Can you write out every one of the rows below again, requests included, raising each bounding-box coordinate in the answers by 4 and leaving all other numbers unchanged?
━━ PROVIDED ENTRIES
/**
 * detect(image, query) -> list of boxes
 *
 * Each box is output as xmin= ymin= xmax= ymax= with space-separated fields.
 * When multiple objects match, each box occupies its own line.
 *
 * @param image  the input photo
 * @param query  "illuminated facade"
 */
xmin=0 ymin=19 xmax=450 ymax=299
━━━━
## SOLUTION TO THIS PROBLEM:
/**
 * detect(image, query) -> list of boxes
 *
 * Each box is output as xmin= ymin= xmax= ymax= with space-separated fields.
 * When multiple objects match, each box occupies its own line.
 *
 * @param image  the input photo
 * @param query  "illuminated facade"
 */
xmin=4 ymin=23 xmax=454 ymax=303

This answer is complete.